§ **Instructions for the task**: Report every line of the material below that contains the string "grass", reproducing each such line in full. Case is significant.
───
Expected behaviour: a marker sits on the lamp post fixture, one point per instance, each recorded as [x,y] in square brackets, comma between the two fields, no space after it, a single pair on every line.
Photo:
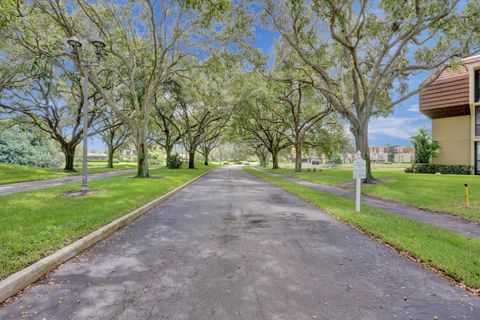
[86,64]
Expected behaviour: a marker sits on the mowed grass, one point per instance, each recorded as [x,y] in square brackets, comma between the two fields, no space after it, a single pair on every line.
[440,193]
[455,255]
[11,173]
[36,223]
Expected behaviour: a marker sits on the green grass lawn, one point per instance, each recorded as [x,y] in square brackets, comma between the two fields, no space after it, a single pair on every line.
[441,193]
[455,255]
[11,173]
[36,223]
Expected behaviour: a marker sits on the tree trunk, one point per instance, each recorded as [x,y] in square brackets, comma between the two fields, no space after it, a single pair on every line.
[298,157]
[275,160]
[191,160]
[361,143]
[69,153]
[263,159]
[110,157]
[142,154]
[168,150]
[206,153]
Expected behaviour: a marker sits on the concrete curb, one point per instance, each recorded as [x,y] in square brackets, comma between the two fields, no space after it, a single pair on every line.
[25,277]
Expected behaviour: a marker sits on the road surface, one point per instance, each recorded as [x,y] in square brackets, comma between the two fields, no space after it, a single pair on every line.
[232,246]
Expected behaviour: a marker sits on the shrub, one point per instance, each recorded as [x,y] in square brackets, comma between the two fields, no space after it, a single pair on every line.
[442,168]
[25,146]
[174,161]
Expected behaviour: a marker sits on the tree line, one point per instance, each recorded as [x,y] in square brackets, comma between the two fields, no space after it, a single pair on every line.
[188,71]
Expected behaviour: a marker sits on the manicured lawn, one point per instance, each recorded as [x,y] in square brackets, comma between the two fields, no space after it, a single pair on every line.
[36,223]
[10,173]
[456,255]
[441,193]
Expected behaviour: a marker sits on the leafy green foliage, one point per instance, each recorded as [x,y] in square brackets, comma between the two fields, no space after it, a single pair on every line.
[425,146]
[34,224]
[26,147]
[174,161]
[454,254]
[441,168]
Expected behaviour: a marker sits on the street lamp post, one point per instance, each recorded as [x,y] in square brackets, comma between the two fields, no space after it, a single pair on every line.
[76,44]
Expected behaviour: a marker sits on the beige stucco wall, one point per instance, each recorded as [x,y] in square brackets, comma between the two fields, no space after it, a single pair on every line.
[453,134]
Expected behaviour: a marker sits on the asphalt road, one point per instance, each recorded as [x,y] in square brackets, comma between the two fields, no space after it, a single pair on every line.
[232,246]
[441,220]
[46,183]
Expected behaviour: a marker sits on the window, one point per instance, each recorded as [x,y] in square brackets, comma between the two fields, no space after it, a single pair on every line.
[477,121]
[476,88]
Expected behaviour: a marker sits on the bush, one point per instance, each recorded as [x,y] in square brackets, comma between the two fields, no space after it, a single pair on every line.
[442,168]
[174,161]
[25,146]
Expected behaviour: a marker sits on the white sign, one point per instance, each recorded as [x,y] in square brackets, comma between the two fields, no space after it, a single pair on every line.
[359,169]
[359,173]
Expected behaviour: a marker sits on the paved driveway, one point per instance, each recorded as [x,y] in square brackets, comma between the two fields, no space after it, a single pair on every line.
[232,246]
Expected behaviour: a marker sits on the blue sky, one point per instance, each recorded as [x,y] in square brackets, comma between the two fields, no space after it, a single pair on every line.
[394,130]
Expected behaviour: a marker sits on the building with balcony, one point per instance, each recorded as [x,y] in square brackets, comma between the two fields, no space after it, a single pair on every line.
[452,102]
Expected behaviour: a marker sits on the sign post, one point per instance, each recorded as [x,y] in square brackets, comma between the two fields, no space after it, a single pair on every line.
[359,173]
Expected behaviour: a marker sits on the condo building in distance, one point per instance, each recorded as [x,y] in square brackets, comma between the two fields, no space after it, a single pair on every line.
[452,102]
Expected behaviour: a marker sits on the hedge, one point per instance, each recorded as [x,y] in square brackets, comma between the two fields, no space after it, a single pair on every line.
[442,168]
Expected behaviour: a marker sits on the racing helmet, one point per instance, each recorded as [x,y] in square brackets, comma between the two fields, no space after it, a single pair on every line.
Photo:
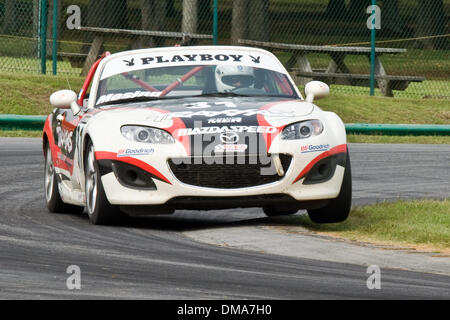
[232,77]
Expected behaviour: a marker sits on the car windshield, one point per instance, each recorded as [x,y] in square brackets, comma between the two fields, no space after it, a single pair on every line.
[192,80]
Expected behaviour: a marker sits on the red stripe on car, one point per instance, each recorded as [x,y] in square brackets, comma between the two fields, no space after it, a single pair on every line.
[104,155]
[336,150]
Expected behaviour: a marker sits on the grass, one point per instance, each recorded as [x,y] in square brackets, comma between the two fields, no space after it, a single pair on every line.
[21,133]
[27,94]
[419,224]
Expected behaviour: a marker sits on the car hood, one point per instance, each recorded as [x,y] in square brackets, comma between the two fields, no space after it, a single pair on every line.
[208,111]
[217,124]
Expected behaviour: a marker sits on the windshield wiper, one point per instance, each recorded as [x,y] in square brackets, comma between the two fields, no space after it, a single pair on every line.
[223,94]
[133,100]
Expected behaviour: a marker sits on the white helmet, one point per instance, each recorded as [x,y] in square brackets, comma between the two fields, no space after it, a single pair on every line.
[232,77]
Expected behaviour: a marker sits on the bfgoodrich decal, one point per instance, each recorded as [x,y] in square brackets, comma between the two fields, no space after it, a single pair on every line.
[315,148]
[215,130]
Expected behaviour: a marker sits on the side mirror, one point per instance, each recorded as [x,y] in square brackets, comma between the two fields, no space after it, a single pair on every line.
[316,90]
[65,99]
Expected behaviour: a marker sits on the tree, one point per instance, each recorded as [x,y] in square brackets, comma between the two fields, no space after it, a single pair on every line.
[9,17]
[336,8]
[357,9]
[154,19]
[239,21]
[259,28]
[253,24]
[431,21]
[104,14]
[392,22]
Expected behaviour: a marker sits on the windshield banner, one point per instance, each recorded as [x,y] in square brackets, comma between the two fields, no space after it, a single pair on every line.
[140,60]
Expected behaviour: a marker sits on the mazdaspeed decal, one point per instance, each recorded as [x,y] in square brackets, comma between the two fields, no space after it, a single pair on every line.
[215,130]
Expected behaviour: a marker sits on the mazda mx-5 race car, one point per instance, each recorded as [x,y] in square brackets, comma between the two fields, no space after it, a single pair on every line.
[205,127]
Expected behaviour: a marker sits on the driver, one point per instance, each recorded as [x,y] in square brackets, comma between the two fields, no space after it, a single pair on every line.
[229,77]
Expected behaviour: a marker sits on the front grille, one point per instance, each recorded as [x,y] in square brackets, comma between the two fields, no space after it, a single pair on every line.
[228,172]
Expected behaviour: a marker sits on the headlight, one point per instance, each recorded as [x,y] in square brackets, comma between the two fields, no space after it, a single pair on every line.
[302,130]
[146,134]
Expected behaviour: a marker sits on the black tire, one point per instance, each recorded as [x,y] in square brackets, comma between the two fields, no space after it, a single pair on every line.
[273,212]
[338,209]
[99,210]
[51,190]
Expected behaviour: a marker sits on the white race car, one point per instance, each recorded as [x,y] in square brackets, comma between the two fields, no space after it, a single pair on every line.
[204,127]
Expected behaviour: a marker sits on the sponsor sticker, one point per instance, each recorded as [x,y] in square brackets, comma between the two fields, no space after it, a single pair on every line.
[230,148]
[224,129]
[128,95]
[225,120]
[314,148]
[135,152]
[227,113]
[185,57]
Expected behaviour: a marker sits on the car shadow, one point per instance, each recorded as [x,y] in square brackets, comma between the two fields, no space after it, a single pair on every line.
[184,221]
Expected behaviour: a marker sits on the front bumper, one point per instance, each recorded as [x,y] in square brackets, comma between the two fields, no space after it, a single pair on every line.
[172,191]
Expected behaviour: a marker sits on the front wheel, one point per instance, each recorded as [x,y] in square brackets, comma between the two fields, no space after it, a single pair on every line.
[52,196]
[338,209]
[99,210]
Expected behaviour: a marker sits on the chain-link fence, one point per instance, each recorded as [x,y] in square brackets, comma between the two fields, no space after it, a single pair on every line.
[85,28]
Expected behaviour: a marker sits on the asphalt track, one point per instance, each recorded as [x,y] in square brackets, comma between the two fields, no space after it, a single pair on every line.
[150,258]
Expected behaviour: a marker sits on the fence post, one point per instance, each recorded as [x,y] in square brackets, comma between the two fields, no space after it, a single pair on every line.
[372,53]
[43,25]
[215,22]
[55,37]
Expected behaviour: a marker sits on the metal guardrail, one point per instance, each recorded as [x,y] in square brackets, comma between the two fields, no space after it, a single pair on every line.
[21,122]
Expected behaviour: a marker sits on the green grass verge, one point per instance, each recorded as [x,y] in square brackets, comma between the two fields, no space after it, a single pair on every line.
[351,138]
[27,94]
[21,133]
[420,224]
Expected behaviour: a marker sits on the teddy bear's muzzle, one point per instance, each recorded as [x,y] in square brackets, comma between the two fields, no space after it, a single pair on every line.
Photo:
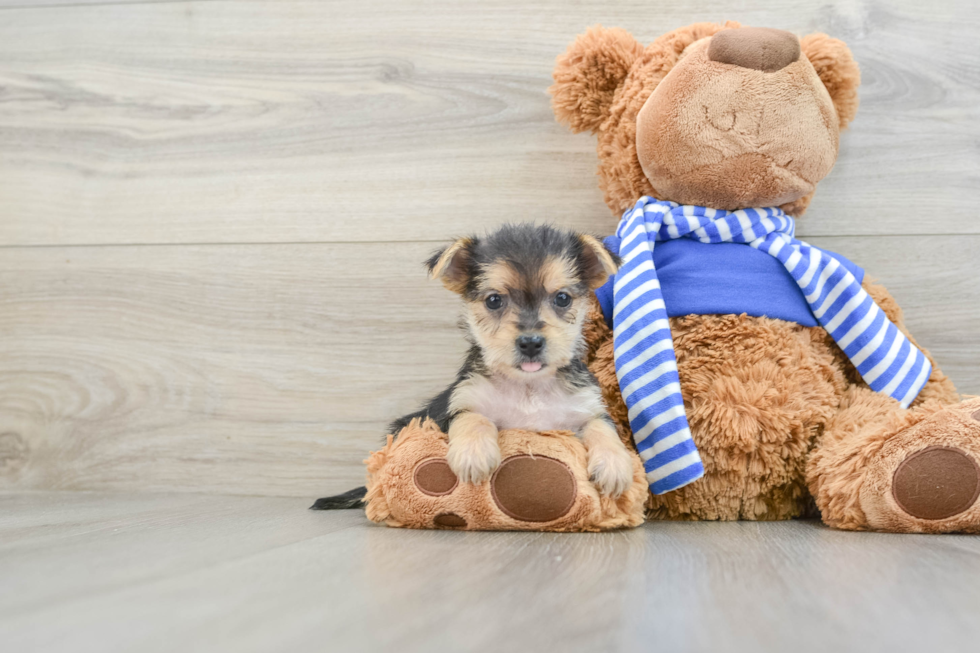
───
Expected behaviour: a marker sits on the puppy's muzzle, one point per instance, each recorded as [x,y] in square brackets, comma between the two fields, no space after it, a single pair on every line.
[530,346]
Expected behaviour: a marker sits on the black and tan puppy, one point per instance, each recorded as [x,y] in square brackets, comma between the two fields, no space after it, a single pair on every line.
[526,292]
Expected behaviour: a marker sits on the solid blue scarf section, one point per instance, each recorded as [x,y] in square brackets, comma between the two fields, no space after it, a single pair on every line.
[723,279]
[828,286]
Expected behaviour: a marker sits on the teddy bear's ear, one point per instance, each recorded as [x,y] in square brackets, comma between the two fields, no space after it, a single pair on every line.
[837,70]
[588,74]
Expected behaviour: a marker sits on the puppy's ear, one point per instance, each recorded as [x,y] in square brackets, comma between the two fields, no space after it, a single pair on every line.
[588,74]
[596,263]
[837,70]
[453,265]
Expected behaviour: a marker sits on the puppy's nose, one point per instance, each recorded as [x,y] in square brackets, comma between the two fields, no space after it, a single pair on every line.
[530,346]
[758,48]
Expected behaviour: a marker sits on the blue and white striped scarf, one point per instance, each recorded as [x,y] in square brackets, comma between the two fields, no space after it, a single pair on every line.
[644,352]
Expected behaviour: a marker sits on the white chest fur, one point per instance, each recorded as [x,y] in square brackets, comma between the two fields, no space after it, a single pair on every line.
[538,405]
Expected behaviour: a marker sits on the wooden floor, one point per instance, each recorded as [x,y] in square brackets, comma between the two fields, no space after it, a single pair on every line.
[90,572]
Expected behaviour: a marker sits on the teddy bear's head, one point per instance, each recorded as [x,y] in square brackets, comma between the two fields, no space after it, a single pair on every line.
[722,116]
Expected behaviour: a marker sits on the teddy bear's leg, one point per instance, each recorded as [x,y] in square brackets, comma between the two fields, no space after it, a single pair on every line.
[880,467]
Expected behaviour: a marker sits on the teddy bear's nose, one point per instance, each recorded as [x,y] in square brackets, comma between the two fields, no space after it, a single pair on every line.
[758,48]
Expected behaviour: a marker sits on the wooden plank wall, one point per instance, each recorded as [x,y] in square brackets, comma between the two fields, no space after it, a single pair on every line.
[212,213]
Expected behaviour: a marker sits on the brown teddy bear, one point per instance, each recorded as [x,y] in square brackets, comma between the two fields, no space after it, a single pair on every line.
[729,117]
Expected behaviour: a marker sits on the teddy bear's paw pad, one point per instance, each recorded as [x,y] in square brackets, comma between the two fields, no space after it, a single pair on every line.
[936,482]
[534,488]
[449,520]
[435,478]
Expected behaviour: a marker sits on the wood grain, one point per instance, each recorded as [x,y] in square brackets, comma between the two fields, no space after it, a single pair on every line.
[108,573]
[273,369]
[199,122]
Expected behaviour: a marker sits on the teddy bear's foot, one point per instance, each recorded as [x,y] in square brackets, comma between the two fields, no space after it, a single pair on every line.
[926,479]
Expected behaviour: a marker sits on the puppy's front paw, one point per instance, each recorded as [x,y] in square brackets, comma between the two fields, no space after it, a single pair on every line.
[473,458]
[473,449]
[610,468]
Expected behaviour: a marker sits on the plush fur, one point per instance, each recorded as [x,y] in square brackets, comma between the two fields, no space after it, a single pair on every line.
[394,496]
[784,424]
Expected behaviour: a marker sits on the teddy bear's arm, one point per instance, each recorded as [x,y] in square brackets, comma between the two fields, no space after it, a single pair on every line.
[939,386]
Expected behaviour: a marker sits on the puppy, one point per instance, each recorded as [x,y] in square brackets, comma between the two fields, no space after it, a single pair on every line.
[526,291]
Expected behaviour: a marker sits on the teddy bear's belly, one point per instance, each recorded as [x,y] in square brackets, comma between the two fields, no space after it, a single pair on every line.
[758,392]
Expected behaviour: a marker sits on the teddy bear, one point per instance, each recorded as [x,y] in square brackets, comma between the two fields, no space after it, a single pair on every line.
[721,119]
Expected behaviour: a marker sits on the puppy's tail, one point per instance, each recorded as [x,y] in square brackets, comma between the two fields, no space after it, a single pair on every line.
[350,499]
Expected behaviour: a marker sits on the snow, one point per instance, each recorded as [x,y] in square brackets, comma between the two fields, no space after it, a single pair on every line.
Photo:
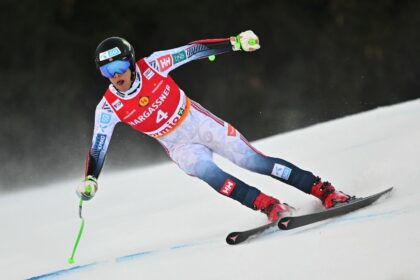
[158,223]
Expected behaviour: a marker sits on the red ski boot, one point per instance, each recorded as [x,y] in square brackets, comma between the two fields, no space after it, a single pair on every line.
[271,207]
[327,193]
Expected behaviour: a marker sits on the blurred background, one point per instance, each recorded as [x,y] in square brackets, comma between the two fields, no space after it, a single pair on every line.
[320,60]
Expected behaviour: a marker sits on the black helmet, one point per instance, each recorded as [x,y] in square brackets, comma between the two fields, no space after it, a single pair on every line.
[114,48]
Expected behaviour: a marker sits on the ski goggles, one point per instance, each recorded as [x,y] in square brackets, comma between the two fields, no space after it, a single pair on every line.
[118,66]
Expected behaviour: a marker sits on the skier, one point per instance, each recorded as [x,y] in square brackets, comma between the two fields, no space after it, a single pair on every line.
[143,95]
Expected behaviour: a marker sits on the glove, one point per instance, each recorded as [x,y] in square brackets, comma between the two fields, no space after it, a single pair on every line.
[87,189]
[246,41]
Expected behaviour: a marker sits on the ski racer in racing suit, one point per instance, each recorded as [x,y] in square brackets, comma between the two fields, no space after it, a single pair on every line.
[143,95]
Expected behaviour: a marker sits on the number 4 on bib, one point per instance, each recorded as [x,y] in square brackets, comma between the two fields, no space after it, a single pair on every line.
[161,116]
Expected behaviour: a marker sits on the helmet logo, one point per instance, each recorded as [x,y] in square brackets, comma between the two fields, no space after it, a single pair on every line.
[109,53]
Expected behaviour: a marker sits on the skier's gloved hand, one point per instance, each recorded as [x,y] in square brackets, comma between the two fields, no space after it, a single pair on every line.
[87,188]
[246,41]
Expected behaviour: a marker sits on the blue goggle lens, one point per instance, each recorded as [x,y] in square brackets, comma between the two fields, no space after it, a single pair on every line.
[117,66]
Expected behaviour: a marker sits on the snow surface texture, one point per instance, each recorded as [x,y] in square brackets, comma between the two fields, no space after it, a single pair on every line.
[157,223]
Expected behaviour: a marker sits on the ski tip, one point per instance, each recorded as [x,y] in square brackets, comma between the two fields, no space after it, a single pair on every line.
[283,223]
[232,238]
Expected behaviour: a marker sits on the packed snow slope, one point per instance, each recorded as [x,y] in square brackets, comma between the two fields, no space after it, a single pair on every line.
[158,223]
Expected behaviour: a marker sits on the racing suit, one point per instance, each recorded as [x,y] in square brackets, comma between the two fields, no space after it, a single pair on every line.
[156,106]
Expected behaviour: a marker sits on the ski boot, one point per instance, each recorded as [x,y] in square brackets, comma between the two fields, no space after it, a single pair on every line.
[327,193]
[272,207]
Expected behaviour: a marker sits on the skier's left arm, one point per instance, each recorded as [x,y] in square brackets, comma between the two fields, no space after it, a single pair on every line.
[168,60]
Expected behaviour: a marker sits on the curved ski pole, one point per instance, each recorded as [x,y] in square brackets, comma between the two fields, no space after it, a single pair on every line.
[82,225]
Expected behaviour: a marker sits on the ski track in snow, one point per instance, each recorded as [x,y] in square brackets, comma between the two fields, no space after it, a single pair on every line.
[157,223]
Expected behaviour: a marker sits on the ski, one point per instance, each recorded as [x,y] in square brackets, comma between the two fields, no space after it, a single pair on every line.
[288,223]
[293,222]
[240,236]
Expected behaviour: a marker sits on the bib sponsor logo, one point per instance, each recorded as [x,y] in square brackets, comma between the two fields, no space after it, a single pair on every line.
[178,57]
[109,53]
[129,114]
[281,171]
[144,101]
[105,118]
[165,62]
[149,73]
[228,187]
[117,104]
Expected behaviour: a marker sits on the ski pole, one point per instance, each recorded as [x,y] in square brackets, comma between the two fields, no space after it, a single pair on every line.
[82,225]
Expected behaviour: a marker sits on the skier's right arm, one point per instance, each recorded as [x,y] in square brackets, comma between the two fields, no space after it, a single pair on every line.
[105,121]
───
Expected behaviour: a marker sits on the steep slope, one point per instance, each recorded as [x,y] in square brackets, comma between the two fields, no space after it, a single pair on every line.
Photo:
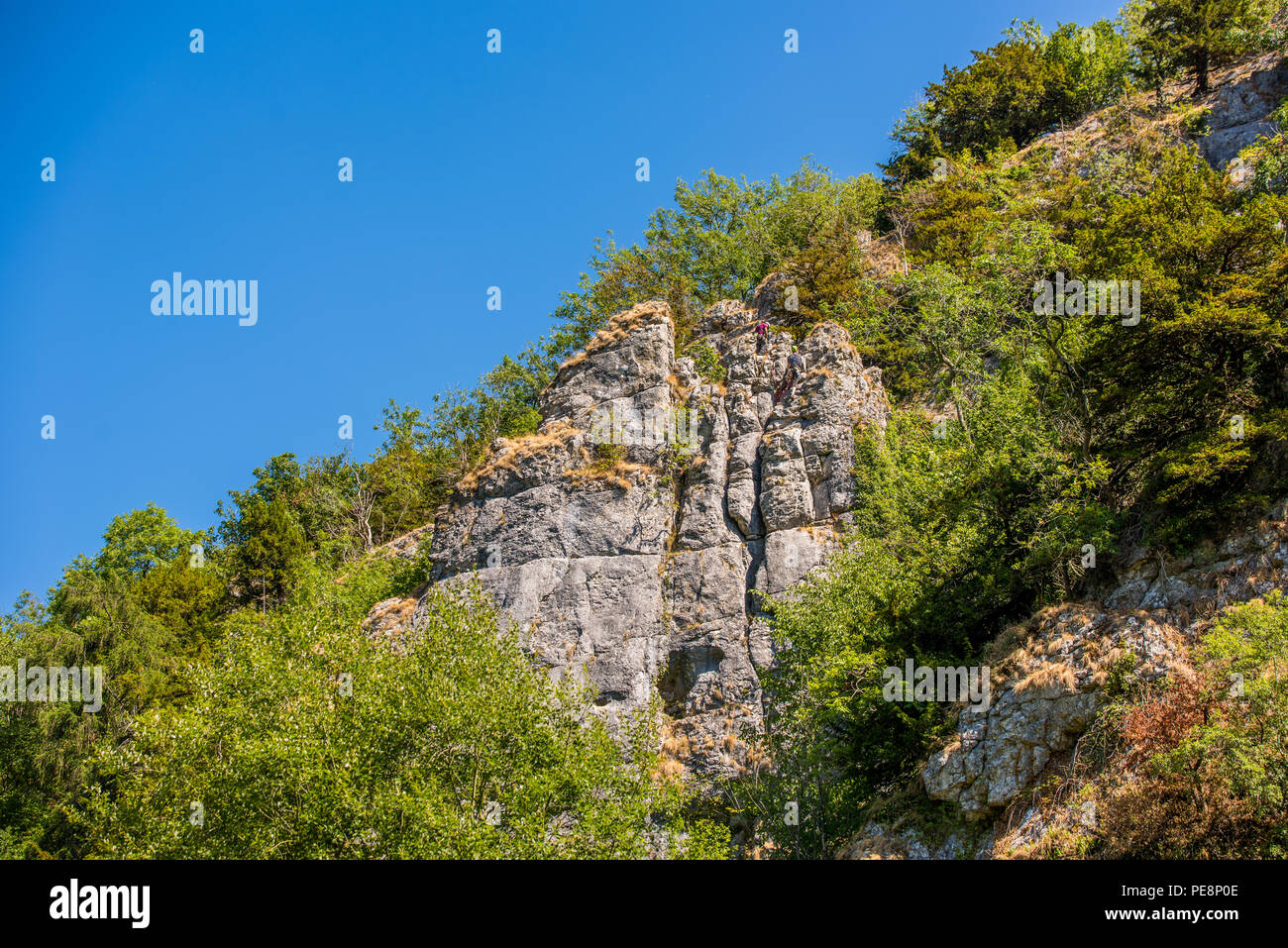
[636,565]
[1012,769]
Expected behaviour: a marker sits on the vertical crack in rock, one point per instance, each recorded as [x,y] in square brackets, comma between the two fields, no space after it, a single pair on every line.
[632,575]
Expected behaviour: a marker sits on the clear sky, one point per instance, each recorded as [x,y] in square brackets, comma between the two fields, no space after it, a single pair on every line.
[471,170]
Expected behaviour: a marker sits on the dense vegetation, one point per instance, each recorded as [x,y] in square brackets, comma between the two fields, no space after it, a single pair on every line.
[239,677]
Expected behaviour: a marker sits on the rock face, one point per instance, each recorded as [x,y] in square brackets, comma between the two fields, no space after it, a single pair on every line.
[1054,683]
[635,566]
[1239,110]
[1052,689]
───
§ **Exercise output**:
Expected behaviour: a marker sits on the mowed grass, one point per instance, each recorded as [x,y] in square brackets, comma between the two fields, no space after it, a single pair on every line.
Expected behaviour: a marker sits on the green grass lawn, one point per instance, each recorded as [x,y] in square brackets, comma between the two fields, no space after it, a single pair on every line.
Expected behaviour: a marker sits on the grass, one point per instance, each recorded as [x,y] in square brackets, comma between the two fields, no space after it, a single pair on every line.
Expected behaviour: a marker sits on the green grass verge, one point per instance, each recorded as [x,y] in square brackets, comma between the two fields, no space after it, a single pair on every line.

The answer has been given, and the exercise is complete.